# Phytochemical Profiling and Antioxidant Properties of Ziziphus lotus (L.) Fruits Supported by Xanthine Oxidase Inhibition and Molecular Docking

**Authors:** Malika Benkahoul, Amina Bramki, Ouided Benslama, Mohammed Esseddik Toumi, Ibtissem Maghboune, Rosa M. Varela, Jesús García Zorrilla

PMC · DOI: 10.3390/plants15050708 · Plants · 2026-02-26

## TL;DR

This study explores the antioxidant and enzyme-inhibiting properties of Ziziphus lotus fruits, identifying compounds that may help manage oxidative stress-related diseases.

## Contribution

The study combines in vitro and in silico methods to evaluate Ziziphus lotus fruits' antioxidant potential and xanthine oxidase inhibition for the first time.

## Key findings

- Ziziphus lotus fruits are rich in phenolics and flavonoids with strong antioxidant activity.
- Phytosphingosine and rutin showed the strongest binding affinities to xanthine oxidase.
- Predictive structure–activity relationships were observed among the identified phytochemicals.

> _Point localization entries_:
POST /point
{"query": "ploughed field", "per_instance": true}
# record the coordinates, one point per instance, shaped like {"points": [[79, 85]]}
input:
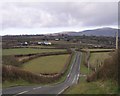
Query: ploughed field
{"points": [[47, 64], [18, 51]]}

> _Activity 1_: According to the key findings in the Ziziphus lotus summary, which two compounds showed the strongest binding affinities to xanthine oxidase?
> _Activity 2_: Reproduce the Ziziphus lotus summary starting at the words "- Ziziphus lotus" and stopping after "to xanthine oxidase.".

> _Written response 1_: Phytosphingosine and rutin.

> _Written response 2_:
- Ziziphus lotus fruits are rich in phenolics and flavonoids with strong antioxidant activity.
- Phytosphingosine and rutin showed the strongest binding affinities to xanthine oxidase.